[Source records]
━━━━

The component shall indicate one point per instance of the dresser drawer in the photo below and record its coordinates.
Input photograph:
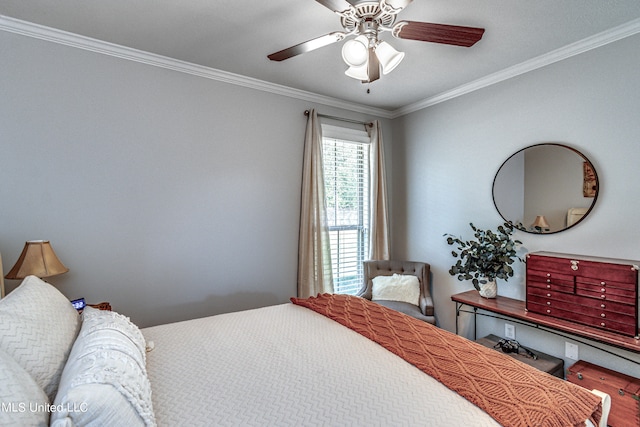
(609, 321)
(597, 282)
(605, 293)
(574, 300)
(551, 281)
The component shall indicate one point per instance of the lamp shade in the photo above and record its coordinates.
(37, 259)
(355, 52)
(388, 56)
(540, 222)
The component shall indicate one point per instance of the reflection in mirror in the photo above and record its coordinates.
(545, 187)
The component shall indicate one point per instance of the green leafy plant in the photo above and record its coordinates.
(489, 257)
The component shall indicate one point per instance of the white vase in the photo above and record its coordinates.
(489, 289)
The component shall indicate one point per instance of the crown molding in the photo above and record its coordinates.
(589, 43)
(54, 35)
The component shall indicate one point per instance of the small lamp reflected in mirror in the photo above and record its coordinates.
(540, 225)
(37, 259)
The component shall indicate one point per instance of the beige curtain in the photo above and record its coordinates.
(314, 250)
(379, 228)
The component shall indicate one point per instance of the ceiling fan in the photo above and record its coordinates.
(366, 20)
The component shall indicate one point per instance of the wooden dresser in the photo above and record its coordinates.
(598, 292)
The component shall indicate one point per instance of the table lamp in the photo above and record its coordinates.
(540, 223)
(38, 259)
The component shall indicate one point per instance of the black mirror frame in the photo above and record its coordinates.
(520, 226)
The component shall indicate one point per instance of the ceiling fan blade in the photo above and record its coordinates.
(438, 33)
(394, 6)
(339, 6)
(307, 46)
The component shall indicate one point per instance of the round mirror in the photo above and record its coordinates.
(546, 188)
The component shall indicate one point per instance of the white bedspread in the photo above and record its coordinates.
(287, 365)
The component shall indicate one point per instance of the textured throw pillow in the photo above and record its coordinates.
(23, 401)
(105, 380)
(37, 328)
(398, 287)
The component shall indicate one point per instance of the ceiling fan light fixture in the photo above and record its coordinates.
(355, 52)
(359, 73)
(389, 57)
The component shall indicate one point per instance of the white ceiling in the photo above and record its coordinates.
(237, 35)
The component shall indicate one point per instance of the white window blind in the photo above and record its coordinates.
(346, 174)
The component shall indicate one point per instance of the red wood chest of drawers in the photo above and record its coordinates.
(599, 292)
(624, 391)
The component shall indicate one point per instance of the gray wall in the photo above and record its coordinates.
(445, 158)
(169, 195)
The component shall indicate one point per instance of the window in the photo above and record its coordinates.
(346, 174)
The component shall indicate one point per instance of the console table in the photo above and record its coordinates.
(516, 309)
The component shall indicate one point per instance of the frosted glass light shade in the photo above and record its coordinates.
(389, 57)
(355, 52)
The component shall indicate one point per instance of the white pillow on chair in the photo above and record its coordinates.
(38, 326)
(399, 287)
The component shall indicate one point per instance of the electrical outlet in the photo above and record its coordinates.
(571, 350)
(509, 331)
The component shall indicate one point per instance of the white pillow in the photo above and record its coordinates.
(105, 380)
(37, 328)
(405, 288)
(23, 401)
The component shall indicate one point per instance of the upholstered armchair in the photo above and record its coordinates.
(424, 309)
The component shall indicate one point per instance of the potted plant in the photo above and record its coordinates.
(485, 259)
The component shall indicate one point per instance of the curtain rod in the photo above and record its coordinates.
(306, 113)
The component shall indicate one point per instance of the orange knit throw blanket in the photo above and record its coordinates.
(511, 392)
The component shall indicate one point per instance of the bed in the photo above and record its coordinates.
(299, 363)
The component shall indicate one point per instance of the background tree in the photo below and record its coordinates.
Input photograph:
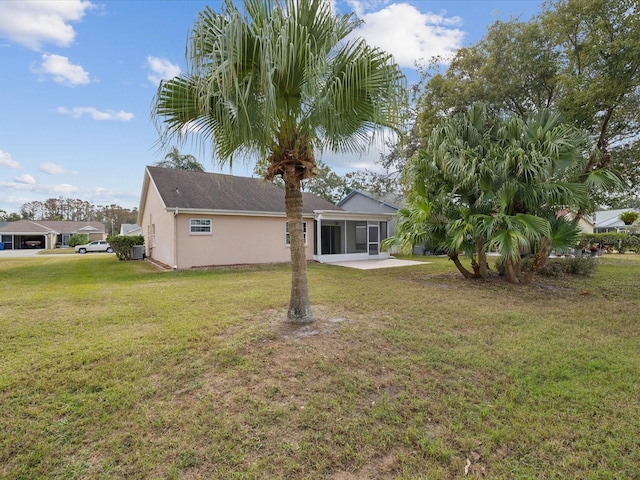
(579, 57)
(174, 159)
(281, 81)
(483, 184)
(74, 209)
(8, 217)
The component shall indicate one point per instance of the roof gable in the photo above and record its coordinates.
(185, 189)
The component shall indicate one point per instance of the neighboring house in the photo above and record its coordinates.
(130, 229)
(585, 223)
(195, 219)
(609, 220)
(46, 234)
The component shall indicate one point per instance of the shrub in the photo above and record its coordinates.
(629, 217)
(620, 242)
(557, 267)
(78, 239)
(585, 266)
(123, 244)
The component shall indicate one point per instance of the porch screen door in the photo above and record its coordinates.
(374, 239)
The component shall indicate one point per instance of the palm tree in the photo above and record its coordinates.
(495, 184)
(174, 159)
(282, 81)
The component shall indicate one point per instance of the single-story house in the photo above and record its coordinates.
(585, 222)
(130, 229)
(609, 220)
(46, 234)
(196, 219)
(359, 201)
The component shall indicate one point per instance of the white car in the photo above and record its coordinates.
(97, 246)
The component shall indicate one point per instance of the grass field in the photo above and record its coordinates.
(117, 370)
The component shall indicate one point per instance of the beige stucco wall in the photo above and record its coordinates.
(236, 240)
(159, 246)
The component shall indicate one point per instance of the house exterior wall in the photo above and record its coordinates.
(236, 239)
(158, 229)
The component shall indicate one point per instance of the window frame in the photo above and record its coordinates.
(202, 221)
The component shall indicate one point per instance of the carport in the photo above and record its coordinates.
(23, 241)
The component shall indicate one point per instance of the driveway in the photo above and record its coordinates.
(27, 252)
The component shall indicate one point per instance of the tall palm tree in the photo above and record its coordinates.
(282, 81)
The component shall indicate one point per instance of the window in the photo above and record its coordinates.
(287, 240)
(200, 226)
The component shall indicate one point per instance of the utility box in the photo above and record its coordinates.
(137, 252)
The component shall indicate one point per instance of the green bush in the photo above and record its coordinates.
(122, 245)
(585, 266)
(78, 239)
(557, 267)
(620, 242)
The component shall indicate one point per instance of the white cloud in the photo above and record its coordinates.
(26, 179)
(53, 168)
(408, 34)
(161, 69)
(7, 161)
(62, 70)
(96, 114)
(34, 22)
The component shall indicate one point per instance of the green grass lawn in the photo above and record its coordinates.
(114, 369)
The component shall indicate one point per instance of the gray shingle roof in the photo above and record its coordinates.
(214, 191)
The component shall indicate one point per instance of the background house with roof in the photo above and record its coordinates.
(47, 234)
(196, 219)
(130, 229)
(609, 220)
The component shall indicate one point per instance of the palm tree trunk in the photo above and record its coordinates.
(483, 267)
(510, 271)
(299, 304)
(540, 258)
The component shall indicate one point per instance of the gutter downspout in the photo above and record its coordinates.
(175, 239)
(319, 237)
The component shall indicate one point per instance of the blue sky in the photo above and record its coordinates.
(79, 78)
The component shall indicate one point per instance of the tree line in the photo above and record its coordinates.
(74, 209)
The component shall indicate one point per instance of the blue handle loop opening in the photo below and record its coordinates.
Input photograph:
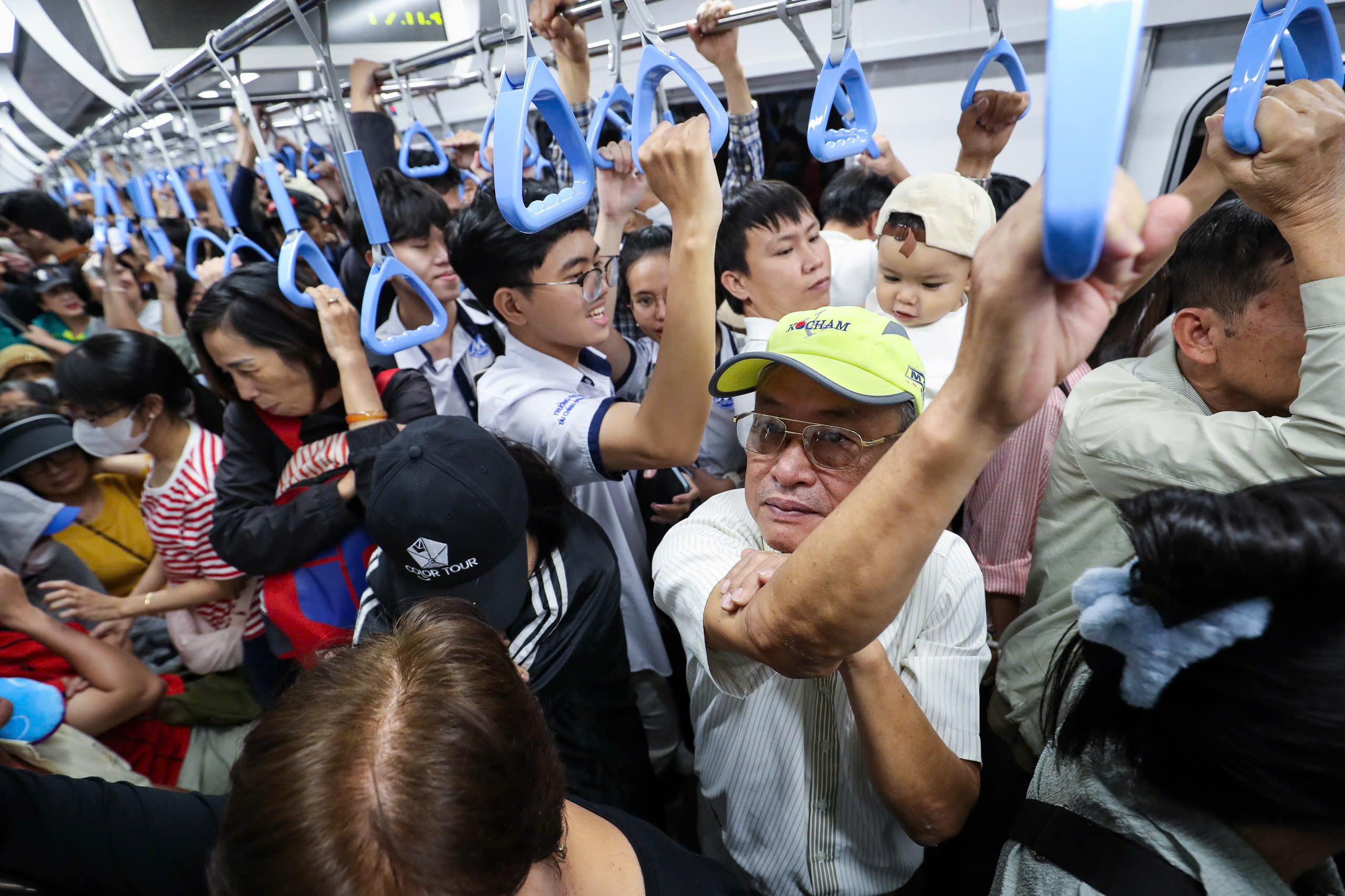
(301, 247)
(616, 99)
(189, 207)
(194, 240)
(239, 243)
(534, 150)
(1313, 51)
(221, 193)
(387, 269)
(1008, 57)
(1091, 51)
(314, 154)
(440, 166)
(512, 108)
(830, 144)
(654, 66)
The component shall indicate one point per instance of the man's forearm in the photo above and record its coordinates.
(868, 554)
(688, 350)
(736, 88)
(922, 782)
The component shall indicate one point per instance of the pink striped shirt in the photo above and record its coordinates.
(178, 516)
(1000, 518)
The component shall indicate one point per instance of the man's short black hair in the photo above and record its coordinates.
(852, 195)
(1226, 259)
(1005, 190)
(35, 210)
(490, 255)
(762, 204)
(439, 183)
(411, 210)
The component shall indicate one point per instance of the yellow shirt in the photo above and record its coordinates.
(116, 545)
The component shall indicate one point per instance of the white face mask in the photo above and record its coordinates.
(109, 442)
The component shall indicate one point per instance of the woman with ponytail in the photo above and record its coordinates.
(130, 392)
(1200, 744)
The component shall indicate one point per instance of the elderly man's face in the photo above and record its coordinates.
(789, 495)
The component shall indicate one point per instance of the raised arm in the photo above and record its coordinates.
(665, 430)
(1022, 336)
(985, 128)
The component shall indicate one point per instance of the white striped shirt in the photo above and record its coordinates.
(178, 516)
(779, 759)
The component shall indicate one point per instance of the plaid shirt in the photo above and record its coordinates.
(747, 163)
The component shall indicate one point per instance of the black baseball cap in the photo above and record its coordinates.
(448, 507)
(33, 439)
(47, 277)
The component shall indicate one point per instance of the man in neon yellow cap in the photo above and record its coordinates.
(836, 388)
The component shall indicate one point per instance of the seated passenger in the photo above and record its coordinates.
(1247, 394)
(1199, 747)
(130, 392)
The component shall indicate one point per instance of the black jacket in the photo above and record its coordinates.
(260, 538)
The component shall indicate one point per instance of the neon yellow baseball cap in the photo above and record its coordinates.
(852, 351)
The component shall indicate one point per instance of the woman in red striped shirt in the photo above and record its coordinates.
(130, 392)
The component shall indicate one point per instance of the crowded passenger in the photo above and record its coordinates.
(790, 530)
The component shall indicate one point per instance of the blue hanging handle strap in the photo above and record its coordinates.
(841, 75)
(841, 101)
(1091, 53)
(527, 82)
(616, 96)
(657, 61)
(1313, 51)
(1002, 53)
(416, 130)
(385, 268)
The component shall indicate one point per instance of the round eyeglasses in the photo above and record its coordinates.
(826, 447)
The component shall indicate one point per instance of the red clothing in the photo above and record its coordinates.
(152, 747)
(1000, 520)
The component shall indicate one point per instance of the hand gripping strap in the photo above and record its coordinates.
(1315, 53)
(1091, 68)
(654, 65)
(194, 238)
(836, 144)
(1008, 57)
(440, 166)
(512, 108)
(385, 269)
(606, 111)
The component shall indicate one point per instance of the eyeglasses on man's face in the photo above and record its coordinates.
(826, 447)
(591, 282)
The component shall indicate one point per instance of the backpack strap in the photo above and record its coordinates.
(1108, 861)
(287, 428)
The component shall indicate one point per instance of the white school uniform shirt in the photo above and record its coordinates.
(758, 334)
(558, 411)
(720, 450)
(854, 268)
(451, 380)
(937, 343)
(779, 759)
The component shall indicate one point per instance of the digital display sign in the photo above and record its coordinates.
(167, 26)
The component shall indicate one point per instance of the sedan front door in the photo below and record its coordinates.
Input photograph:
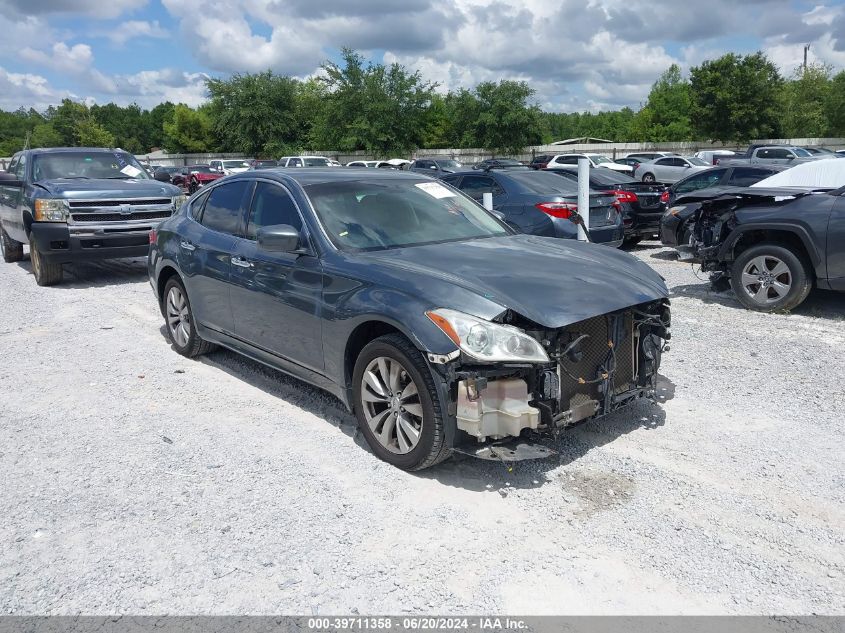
(205, 247)
(276, 297)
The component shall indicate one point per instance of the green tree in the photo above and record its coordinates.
(666, 114)
(506, 122)
(255, 113)
(89, 133)
(373, 107)
(736, 98)
(188, 131)
(835, 105)
(805, 103)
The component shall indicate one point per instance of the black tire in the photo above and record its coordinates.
(779, 292)
(12, 250)
(193, 345)
(431, 448)
(46, 273)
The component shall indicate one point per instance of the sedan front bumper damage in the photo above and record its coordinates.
(598, 366)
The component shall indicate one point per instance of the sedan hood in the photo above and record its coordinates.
(550, 281)
(96, 188)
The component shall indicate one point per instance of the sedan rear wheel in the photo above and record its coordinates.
(397, 404)
(12, 251)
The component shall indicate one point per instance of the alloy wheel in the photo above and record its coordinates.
(391, 405)
(178, 317)
(766, 279)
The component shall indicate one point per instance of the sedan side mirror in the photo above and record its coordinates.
(278, 238)
(9, 180)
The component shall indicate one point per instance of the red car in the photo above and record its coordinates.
(199, 175)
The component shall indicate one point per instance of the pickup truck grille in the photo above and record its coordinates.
(133, 210)
(120, 217)
(133, 203)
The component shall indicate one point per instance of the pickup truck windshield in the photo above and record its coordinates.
(366, 215)
(87, 164)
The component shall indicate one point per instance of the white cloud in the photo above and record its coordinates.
(136, 29)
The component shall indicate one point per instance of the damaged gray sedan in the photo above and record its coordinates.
(434, 322)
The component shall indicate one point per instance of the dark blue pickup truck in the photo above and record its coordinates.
(77, 203)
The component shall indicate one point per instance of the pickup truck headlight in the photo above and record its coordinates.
(50, 210)
(488, 341)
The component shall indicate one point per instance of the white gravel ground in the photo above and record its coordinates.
(135, 481)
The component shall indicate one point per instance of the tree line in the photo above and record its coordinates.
(389, 110)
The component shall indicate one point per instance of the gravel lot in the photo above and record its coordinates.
(137, 481)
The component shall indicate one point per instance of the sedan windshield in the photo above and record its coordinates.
(378, 214)
(87, 164)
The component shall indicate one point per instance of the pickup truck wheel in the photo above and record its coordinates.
(770, 278)
(12, 250)
(46, 273)
(397, 405)
(179, 321)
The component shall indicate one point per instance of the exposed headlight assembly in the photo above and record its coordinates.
(488, 341)
(50, 210)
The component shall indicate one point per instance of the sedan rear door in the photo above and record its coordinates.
(205, 250)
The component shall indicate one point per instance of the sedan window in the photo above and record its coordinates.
(378, 214)
(224, 207)
(272, 205)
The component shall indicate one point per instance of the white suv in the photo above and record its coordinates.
(596, 160)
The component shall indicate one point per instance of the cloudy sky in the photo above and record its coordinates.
(578, 54)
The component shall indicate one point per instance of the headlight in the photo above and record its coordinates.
(488, 341)
(51, 210)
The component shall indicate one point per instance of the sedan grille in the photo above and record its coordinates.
(595, 354)
(120, 217)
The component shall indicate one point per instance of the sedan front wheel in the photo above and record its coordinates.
(397, 405)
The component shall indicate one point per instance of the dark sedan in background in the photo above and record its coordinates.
(642, 203)
(675, 228)
(542, 203)
(426, 315)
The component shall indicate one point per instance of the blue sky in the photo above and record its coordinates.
(578, 54)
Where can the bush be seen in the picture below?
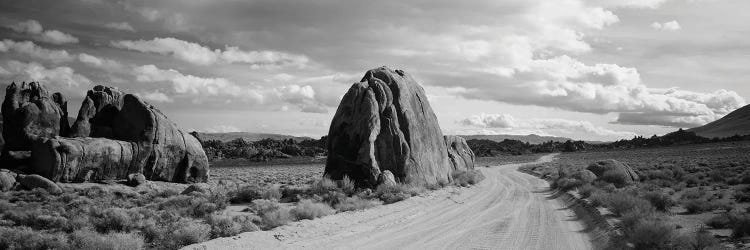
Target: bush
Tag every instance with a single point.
(186, 233)
(307, 209)
(620, 203)
(694, 206)
(356, 203)
(86, 239)
(467, 178)
(651, 235)
(659, 200)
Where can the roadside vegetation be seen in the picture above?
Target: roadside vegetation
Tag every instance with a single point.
(100, 216)
(688, 197)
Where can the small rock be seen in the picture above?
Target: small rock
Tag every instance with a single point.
(136, 179)
(386, 178)
(7, 180)
(202, 188)
(37, 181)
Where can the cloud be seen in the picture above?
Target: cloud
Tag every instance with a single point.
(30, 49)
(34, 28)
(155, 96)
(667, 26)
(201, 55)
(221, 129)
(504, 123)
(565, 83)
(33, 71)
(124, 26)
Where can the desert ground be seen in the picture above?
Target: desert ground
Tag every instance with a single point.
(508, 210)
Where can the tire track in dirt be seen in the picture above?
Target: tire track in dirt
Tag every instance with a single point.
(508, 210)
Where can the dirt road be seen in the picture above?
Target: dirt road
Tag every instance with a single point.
(508, 210)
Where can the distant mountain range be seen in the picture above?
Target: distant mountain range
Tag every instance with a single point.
(248, 136)
(532, 138)
(735, 123)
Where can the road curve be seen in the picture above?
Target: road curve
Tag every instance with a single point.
(508, 210)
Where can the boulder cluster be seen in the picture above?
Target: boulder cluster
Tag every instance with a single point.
(116, 136)
(385, 131)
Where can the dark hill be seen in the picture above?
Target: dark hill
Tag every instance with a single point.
(735, 123)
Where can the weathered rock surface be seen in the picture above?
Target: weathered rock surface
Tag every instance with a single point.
(461, 156)
(385, 122)
(36, 181)
(7, 180)
(30, 113)
(614, 171)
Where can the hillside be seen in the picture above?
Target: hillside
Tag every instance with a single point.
(735, 123)
(247, 136)
(532, 138)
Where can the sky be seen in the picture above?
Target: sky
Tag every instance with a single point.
(583, 69)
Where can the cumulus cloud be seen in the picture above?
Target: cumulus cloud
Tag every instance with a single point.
(32, 50)
(201, 55)
(667, 26)
(566, 83)
(33, 71)
(35, 29)
(155, 96)
(124, 26)
(497, 123)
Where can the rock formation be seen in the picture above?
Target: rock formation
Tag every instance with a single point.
(385, 122)
(131, 136)
(114, 135)
(459, 153)
(30, 113)
(614, 172)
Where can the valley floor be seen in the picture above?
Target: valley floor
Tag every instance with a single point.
(508, 210)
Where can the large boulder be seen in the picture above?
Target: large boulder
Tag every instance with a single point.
(35, 181)
(385, 122)
(30, 113)
(461, 156)
(613, 171)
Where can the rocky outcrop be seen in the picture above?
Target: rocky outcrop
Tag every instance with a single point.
(385, 122)
(131, 137)
(30, 113)
(461, 156)
(614, 172)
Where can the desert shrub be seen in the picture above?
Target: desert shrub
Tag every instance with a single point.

━━━━

:: WHAT THE TASK ASKS ::
Please report every line of the records above that contains the word "boulder".

:: REPLY ::
Where can the boulder cluster be seen in the picture above?
Target: boulder cluster
Where can the large boulder be seen in the picture above?
Target: large boulder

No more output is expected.